**SOURCE DATA:**
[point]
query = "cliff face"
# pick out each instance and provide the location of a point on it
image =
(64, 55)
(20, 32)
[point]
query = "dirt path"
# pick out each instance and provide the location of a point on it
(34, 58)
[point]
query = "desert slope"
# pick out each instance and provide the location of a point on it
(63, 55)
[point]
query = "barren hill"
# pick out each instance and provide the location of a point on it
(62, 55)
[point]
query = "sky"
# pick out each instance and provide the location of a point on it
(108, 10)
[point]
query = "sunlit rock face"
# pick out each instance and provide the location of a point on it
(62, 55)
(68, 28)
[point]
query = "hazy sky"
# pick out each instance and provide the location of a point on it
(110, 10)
---
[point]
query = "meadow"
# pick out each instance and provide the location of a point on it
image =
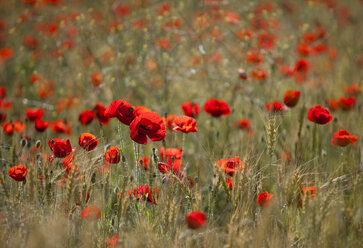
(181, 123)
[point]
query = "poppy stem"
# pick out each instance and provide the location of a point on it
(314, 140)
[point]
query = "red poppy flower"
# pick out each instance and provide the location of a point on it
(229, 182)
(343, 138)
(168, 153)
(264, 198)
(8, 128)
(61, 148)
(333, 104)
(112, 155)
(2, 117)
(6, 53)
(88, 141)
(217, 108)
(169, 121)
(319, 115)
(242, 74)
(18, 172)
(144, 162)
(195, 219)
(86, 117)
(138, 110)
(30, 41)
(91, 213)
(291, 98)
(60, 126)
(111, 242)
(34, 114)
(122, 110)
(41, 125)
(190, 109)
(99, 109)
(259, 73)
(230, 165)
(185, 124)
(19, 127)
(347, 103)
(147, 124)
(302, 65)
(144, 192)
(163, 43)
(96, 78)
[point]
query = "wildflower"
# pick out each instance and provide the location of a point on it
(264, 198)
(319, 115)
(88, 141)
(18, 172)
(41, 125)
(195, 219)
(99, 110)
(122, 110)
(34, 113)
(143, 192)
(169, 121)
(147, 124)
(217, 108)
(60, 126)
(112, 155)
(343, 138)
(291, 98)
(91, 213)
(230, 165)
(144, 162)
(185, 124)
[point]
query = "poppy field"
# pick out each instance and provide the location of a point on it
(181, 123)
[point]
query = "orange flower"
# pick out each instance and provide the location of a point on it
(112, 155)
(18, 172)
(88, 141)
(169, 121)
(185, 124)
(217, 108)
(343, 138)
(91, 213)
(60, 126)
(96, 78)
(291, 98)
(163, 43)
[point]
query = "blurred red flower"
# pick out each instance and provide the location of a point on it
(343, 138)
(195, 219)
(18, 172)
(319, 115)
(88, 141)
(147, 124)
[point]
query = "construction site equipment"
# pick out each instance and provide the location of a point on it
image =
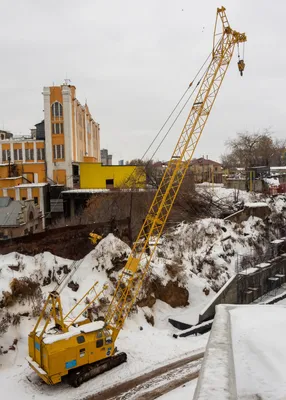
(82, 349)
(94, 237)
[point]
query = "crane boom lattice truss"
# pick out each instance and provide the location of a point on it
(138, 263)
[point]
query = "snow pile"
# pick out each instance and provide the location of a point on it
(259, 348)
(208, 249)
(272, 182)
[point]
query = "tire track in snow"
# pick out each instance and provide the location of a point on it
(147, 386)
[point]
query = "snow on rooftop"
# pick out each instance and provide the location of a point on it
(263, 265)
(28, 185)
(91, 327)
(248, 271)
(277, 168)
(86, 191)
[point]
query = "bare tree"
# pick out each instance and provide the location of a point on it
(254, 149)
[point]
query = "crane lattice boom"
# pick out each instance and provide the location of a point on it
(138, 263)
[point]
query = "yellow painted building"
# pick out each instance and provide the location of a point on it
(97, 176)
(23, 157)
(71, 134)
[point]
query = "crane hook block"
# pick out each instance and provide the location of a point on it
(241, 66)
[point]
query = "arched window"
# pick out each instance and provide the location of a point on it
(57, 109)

**TO BE DONE:** Gather each line in the items above that includes the string "snow", and copy those lines in full.

**TASK RESPONSE:**
query = "snow pile"
query = "tire track in snow"
query = "snow on rooftop"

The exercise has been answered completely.